Print back every record below, exactly as it stands.

+ + + + +

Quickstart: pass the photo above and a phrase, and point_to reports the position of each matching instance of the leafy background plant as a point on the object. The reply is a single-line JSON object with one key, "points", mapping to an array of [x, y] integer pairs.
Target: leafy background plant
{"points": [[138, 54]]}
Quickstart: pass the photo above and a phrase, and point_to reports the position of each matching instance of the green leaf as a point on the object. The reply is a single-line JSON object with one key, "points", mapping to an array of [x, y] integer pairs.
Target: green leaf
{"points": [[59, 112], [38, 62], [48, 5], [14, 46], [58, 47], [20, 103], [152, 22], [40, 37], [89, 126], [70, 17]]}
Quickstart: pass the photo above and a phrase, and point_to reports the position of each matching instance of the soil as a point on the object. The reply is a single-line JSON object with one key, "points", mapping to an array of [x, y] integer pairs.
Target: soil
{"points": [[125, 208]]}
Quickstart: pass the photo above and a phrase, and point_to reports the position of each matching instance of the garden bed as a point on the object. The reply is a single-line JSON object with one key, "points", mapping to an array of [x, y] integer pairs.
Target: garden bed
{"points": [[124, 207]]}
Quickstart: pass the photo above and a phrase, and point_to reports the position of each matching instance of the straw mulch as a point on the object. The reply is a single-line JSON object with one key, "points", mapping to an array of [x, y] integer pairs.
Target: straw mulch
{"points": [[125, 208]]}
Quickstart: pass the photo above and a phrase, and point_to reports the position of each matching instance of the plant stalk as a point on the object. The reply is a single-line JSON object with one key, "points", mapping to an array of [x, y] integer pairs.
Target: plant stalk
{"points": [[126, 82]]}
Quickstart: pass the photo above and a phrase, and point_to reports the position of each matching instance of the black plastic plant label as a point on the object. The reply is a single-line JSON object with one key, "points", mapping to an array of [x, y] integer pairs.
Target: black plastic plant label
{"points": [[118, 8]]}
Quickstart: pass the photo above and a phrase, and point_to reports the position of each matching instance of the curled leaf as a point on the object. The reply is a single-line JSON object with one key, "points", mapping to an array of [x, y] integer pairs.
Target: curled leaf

+ + + + +

Exercise result:
Quickstart: pass the photo above and a phrase, and point_to reports the position of each matching instance of the leafy background plant as a point on the object. The reply is a single-line JSON object with one key, "points", mapping to an array of [x, y] integer pairs.
Target: leafy background plant
{"points": [[138, 54]]}
Quickstart: pass the photo above and a phrase, and point_to reports the position of each matching instance of the green leaf as a point on the object. The reply is a single-line JSON object with one key, "points", mapping to an array of [x, y] integer pairs.
Target: green leaf
{"points": [[59, 112], [38, 62], [48, 5], [14, 46], [58, 47], [20, 103], [152, 22], [40, 37], [89, 126], [70, 17]]}
Quickstart: pass the photo above and a phrase, and point_to reports the position of each matching instance of the soil as a point on the object. The reply is a single-line JSON object with one key, "points", mapping to an array of [x, y] integer pairs.
Target: soil
{"points": [[125, 208]]}
Quickstart: pass the photo above and a phrase, and point_to reports the position of each matching instance of the garden bed as a point on the object. The reply is a single-line JSON object with one key, "points", mapping to an array of [x, y] integer pairs.
Target: garden bed
{"points": [[124, 207]]}
Quickstart: pass the photo above and a phrase, and point_to reports the position of each matching instance of the straw mulch as a point on the object. The reply is a single-line JSON object with one key, "points", mapping to an array of [x, y] integer pairs.
Target: straw mulch
{"points": [[125, 208]]}
Quickstart: pass the photo above and a phrase, and point_to reports the position of each matching instance of the plant stalk as a point on the object. The reply is a single-line JSON object with one key, "points", mapping to an array of [x, y] integer pairs.
Target: plant stalk
{"points": [[126, 82]]}
Quickstart: pass the photo above and a phrase, and point_to reports the position of each matching instance of the black plastic plant label as a point on the object. The reply is a single-line JSON object with one key, "points", mapping to an array of [x, y] integer pairs.
Target: black plastic plant label
{"points": [[118, 8]]}
Quickstart: pass the photo above and a phrase, and point_to reports the position of each matching instance of the curled leaf as a point on the object. The reply is a single-line JSON object with one key, "points", mapping to an array of [x, y] integer pairs.
Target: curled leaf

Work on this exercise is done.